> Task objective
Find where "Can you find the concrete surface?" appears in the records below, then return that line and every later line exactly, stopping only at the last line.

(Recorded data)

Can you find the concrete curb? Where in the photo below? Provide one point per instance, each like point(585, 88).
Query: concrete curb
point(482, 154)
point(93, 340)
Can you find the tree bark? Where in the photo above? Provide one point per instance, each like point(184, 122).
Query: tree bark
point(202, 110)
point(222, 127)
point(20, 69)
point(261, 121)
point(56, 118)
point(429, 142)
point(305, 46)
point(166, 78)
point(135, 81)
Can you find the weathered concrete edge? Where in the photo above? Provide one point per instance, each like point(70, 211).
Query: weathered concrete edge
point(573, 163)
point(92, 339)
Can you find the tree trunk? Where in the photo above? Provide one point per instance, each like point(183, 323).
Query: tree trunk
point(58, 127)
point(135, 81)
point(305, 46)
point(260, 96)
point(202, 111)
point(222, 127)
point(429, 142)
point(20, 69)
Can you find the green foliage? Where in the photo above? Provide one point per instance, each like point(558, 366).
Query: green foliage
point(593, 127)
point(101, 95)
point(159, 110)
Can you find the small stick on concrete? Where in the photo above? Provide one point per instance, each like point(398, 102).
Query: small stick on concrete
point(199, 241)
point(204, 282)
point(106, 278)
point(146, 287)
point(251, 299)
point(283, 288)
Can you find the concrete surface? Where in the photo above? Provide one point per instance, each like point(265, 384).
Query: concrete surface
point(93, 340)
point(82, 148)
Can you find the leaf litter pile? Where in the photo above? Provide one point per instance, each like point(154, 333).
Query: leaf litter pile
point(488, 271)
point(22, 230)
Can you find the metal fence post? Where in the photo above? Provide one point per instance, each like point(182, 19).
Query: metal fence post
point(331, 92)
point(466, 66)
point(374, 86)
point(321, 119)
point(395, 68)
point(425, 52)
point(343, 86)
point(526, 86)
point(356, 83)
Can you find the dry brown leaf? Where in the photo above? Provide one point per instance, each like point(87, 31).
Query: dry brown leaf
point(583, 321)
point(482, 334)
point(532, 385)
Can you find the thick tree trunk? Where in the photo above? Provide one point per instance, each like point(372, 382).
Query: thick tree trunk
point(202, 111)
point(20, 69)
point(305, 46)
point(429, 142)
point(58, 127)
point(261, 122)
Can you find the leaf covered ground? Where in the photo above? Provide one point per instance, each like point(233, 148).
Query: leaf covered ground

(End Recorded data)

> Problem solution
Can you find the concrete surface? Where in the photo above? Provide one point per instance, each like point(265, 384).
Query: concrete surface
point(93, 340)
point(82, 148)
Can you find the leaf litter pile? Where in the photo above? Provide one point per instance, each like point(154, 333).
Query: leaf litter pile
point(488, 271)
point(22, 230)
Can you find the metal fence post? Where in the photo above? Provide one point per instance, each like point(182, 19).
Query: metal fence post
point(331, 92)
point(466, 66)
point(374, 86)
point(321, 119)
point(395, 68)
point(425, 52)
point(343, 86)
point(526, 86)
point(356, 83)
Can you find the dry brown leaf? Where in the photo above? Provide one point per instance, each like point(87, 31).
Query: dry brown leaf
point(583, 321)
point(482, 334)
point(532, 385)
Can you find the thick tree trunk? Where in the photo above? Provide one point per instance, each like point(372, 382).
Query: thick tree trunk
point(202, 111)
point(20, 69)
point(305, 46)
point(429, 142)
point(58, 127)
point(261, 122)
Can you find the leaf covered ground? Where in the photo above? Provide one point per instance, each like point(233, 148).
Query: leaf covered ground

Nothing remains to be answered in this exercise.